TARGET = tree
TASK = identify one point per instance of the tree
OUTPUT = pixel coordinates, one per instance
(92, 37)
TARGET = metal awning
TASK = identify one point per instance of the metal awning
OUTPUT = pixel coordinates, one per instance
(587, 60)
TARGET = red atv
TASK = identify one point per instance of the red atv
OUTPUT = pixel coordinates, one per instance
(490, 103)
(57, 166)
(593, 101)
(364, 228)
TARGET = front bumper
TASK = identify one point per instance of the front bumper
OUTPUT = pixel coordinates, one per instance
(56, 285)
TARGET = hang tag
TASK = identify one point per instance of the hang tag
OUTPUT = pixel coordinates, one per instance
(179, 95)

◆ **Task to complete**: Reproduce all of the records above, changing every occurrence of "pixel coordinates" to "image coordinates" and keeping everything else identical.

◆ **Completed task**:
TARGET = tree
TASK = identify one point per instance of the tree
OUTPUT = image coordinates, one per instance
(92, 37)
TARGET = metal awning
TASK = identify one point per instance of the metal awning
OUTPUT = image coordinates, one per instance
(587, 60)
TARGET = red atv
TASK = identify one point per instance of the red atv
OUTPUT = image coordinates, one per instance
(490, 103)
(57, 166)
(593, 101)
(364, 228)
TARGET = front bumper
TASK = identify one point per instance of the front bumper
OUTPUT = image coordinates, one per instance
(56, 285)
TARGET = hang tag
TASK = identify one point per instance of the hang tag
OUTPUT = image coordinates, one per instance
(179, 95)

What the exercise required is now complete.